::: Entries shown
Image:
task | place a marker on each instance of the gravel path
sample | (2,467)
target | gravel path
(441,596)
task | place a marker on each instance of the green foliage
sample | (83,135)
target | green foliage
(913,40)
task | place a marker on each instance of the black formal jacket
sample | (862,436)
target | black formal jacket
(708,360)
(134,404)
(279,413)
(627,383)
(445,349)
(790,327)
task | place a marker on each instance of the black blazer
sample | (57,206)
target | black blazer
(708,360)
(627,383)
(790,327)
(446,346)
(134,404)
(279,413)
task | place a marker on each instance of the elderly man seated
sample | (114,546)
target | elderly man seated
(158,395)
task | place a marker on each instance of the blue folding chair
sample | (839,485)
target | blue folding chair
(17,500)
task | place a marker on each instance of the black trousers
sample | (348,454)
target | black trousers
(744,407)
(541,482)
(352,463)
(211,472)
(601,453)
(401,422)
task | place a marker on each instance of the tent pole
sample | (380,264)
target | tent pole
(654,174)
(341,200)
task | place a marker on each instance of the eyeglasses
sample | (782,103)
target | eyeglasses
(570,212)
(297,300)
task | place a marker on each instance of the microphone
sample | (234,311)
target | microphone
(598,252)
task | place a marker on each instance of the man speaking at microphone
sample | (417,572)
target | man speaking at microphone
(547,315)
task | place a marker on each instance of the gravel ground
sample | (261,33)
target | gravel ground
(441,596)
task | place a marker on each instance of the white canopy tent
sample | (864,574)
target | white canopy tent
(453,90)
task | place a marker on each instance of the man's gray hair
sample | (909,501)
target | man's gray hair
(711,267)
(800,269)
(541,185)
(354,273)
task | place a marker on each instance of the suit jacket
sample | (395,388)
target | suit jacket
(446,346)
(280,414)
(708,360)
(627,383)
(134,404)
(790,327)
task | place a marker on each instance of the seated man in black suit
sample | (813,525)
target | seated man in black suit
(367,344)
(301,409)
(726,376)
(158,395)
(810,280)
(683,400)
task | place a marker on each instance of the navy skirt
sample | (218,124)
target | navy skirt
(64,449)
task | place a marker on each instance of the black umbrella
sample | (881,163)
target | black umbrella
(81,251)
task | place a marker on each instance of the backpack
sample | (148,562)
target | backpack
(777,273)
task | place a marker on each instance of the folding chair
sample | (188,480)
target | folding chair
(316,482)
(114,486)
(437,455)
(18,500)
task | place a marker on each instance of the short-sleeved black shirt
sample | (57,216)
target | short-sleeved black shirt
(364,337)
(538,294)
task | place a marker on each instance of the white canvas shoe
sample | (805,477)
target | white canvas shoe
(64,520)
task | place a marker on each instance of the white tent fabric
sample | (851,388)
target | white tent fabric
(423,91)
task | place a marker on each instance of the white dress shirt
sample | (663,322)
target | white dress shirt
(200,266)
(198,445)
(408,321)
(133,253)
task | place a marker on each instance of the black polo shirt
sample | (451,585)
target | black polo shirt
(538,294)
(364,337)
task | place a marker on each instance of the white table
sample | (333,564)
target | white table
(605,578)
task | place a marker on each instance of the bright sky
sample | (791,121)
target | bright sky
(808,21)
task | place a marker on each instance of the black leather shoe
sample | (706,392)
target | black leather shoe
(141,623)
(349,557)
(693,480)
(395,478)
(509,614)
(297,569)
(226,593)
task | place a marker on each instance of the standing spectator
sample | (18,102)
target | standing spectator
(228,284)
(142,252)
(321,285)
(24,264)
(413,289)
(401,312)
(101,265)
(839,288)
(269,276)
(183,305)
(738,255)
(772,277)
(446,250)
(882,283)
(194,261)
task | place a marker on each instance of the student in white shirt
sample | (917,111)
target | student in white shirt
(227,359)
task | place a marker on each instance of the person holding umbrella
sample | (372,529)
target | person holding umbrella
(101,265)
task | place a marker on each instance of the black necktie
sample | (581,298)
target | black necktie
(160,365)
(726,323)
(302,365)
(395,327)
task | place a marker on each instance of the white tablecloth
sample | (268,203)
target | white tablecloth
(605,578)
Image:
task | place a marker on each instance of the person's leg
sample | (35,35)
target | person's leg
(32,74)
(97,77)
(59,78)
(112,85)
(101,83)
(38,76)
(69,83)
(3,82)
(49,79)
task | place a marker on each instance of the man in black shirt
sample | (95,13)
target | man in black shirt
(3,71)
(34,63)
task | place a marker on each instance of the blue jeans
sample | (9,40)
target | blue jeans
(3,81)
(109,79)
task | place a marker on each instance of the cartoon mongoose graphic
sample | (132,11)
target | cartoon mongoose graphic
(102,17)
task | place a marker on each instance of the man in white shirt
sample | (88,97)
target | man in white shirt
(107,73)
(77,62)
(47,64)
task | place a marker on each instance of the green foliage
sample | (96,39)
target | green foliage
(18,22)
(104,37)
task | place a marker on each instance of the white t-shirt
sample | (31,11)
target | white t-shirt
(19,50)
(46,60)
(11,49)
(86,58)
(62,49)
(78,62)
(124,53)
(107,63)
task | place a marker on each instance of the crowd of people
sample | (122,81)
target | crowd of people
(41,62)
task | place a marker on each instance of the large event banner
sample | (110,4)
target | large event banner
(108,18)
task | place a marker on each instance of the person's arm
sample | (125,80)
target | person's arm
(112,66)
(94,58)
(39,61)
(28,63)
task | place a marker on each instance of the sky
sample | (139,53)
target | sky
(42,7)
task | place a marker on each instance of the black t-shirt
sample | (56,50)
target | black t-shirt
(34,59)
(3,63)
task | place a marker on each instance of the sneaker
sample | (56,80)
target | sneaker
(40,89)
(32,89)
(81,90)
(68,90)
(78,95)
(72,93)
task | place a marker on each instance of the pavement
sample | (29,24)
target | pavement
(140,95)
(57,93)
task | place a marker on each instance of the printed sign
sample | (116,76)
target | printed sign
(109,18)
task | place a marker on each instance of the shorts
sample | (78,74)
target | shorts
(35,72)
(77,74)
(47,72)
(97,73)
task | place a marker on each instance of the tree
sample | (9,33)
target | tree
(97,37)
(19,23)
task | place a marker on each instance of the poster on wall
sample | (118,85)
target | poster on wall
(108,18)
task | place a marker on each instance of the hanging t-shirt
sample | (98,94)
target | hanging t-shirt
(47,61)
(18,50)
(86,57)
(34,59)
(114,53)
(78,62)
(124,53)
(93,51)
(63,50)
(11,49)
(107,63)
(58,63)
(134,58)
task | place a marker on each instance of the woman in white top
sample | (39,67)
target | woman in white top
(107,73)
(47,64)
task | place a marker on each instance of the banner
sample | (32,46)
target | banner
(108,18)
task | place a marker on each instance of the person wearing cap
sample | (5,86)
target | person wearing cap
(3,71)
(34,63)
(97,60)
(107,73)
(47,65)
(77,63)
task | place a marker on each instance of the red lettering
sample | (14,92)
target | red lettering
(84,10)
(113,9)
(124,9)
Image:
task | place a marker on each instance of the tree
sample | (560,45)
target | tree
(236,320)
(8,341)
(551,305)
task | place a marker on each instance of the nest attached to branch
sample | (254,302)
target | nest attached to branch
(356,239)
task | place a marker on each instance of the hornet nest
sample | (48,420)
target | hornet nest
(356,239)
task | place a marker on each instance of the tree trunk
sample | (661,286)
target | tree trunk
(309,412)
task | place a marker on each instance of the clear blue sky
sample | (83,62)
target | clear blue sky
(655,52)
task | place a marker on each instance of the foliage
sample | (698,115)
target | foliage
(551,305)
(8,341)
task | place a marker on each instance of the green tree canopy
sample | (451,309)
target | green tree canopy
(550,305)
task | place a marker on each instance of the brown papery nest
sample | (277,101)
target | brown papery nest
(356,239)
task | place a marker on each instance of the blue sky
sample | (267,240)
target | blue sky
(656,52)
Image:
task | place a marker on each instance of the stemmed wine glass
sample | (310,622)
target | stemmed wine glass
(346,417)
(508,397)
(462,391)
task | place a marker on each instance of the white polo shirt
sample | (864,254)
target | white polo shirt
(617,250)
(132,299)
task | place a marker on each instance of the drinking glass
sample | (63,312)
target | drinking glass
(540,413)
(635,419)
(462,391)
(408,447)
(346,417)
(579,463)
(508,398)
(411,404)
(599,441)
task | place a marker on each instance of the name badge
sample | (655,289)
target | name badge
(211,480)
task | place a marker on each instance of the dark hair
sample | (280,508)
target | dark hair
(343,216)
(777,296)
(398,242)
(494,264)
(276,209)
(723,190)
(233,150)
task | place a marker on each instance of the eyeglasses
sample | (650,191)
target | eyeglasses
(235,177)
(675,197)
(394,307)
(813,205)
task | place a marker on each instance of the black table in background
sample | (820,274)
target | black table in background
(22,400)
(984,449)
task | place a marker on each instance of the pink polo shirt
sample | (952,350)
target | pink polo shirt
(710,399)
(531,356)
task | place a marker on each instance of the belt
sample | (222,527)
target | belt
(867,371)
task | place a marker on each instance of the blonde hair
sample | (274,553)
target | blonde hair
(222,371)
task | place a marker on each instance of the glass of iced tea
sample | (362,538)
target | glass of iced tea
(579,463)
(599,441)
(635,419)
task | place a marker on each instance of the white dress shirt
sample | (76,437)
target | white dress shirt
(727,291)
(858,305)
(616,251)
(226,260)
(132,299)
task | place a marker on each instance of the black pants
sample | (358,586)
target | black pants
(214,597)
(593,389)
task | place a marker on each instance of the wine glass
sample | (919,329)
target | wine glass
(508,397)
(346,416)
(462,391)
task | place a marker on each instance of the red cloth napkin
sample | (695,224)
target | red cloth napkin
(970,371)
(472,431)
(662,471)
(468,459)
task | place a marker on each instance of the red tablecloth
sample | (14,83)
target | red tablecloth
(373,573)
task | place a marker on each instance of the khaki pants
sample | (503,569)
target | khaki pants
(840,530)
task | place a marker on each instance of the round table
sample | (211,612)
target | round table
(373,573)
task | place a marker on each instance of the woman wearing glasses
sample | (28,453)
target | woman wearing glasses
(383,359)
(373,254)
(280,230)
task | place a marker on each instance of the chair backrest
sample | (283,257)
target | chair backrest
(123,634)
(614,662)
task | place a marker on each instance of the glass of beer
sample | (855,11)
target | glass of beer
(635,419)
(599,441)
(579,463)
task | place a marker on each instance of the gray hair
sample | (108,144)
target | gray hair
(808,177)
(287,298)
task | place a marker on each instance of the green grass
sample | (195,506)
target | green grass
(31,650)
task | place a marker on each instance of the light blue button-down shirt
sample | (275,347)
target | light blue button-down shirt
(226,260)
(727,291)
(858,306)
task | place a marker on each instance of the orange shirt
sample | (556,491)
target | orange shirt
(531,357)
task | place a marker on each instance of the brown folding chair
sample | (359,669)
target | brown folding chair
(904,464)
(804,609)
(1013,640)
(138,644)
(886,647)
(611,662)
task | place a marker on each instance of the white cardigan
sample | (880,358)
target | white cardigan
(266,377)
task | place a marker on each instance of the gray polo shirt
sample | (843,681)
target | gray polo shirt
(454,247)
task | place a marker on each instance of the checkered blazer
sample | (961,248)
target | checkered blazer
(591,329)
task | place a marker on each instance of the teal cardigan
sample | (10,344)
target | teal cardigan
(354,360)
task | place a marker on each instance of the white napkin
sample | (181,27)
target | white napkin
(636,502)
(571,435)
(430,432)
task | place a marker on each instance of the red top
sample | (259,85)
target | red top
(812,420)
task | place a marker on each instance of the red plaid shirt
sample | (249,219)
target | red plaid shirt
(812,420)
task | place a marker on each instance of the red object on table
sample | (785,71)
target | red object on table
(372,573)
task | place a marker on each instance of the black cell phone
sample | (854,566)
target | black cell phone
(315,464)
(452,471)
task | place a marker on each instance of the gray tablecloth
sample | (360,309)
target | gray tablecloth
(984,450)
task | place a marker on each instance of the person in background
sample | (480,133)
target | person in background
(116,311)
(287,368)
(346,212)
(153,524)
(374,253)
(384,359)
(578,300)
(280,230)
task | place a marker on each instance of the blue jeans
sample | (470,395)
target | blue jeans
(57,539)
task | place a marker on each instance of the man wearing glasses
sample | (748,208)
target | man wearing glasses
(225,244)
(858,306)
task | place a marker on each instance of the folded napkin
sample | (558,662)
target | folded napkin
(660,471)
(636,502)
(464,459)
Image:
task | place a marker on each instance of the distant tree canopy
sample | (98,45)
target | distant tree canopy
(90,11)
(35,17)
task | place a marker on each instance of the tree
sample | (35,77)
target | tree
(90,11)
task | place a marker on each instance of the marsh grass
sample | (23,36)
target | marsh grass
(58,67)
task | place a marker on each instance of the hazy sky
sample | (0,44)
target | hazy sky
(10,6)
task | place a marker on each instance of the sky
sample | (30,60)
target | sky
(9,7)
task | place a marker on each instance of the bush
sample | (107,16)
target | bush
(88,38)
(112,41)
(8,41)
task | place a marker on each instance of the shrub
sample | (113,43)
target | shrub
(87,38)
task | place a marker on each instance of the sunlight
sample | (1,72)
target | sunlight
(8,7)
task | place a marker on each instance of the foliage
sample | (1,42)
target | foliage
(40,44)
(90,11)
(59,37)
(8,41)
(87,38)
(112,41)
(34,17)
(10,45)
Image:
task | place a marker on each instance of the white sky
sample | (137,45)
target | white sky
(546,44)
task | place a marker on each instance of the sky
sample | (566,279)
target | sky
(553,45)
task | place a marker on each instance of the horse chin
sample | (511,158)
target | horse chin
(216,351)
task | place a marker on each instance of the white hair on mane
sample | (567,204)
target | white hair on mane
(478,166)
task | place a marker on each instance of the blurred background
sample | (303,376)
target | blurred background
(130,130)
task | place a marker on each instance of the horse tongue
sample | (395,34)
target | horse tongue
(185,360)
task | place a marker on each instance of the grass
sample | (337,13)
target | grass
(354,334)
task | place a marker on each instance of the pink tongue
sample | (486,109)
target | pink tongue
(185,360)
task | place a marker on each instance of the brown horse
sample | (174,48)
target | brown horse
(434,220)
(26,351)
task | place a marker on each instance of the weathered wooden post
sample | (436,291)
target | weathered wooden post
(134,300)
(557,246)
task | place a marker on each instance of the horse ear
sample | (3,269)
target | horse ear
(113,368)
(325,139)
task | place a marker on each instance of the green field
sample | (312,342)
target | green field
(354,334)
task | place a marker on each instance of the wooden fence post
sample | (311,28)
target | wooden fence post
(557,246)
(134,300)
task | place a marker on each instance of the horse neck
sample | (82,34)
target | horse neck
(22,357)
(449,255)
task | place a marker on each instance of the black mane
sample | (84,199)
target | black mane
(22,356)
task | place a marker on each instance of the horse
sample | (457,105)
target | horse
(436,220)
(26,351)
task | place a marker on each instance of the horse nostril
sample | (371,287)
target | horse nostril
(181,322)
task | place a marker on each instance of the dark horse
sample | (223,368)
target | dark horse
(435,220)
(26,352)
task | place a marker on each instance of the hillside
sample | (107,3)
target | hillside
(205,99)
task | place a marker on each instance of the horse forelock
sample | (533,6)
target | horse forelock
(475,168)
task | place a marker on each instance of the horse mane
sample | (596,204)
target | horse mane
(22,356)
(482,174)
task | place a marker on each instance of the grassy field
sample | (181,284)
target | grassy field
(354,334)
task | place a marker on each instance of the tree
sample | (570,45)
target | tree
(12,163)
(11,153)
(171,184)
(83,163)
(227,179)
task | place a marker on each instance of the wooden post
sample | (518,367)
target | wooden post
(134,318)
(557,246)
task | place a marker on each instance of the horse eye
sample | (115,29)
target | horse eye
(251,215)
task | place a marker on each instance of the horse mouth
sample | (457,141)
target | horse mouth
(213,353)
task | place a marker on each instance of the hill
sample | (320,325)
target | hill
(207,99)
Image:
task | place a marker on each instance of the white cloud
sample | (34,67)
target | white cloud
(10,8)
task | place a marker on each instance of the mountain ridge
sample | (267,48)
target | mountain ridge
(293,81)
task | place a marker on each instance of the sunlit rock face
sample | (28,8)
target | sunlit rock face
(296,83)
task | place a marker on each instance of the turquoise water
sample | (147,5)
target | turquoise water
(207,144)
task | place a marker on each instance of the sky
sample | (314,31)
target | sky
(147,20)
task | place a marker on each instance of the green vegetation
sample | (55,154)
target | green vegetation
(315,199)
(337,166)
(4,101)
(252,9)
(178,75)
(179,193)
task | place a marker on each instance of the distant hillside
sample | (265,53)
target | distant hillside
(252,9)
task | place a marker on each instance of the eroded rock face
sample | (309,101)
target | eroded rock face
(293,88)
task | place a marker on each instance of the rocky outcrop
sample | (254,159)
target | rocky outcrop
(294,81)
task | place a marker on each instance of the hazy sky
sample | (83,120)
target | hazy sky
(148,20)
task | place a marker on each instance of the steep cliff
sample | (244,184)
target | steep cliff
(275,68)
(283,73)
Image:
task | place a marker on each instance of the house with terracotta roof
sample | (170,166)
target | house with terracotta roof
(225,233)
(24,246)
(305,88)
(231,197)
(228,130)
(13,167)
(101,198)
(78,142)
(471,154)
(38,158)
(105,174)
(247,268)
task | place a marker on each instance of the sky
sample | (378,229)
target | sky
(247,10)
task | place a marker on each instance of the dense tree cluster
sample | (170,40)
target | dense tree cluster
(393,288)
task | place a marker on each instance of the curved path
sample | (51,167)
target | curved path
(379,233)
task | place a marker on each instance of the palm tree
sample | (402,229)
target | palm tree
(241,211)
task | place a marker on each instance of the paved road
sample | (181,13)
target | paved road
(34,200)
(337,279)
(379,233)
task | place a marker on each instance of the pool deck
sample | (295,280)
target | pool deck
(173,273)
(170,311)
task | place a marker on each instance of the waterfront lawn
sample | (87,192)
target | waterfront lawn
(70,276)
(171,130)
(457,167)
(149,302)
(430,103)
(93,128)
::::::
### Set exercise
Return verbatim the portion of the data that begins with the line containing "task | place a marker on each instance of the pool" and runs through the end of the data, including both the opening line and the final line.

### Full output
task | place a marker on each instance of the pool deck
sample | (295,280)
target | pool deck
(173,273)
(170,311)
task | place a marker on each instance of the waterfront lawn
sample | (87,192)
target | waterfront lawn
(70,276)
(171,130)
(457,167)
(149,302)
(430,103)
(93,128)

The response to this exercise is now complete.